** Begin **

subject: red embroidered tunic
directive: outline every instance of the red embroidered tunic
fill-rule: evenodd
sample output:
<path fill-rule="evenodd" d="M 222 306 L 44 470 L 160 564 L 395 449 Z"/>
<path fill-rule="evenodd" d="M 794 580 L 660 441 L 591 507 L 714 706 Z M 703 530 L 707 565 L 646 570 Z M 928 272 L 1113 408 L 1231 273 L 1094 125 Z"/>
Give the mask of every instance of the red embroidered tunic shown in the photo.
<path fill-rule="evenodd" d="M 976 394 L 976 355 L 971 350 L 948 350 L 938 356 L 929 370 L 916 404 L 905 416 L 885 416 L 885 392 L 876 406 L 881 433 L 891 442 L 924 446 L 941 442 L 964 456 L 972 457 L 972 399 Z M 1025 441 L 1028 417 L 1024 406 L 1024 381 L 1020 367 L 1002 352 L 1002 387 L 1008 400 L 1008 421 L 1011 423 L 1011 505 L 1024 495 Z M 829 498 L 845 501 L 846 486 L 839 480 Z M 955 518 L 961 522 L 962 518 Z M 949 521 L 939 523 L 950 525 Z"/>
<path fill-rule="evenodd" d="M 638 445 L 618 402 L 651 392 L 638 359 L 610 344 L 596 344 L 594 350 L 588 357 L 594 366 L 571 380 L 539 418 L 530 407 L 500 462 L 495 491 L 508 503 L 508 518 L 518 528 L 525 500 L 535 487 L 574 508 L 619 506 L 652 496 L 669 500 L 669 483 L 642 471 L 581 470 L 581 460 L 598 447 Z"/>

** End **

Return every line of the records above that contains the word "tunic".

▶ Full solution:
subject: red embroidered tunic
directive: outline every instance of the red embroidered tunic
Give the mask of every instance of the red embroidered tunic shown in the photo.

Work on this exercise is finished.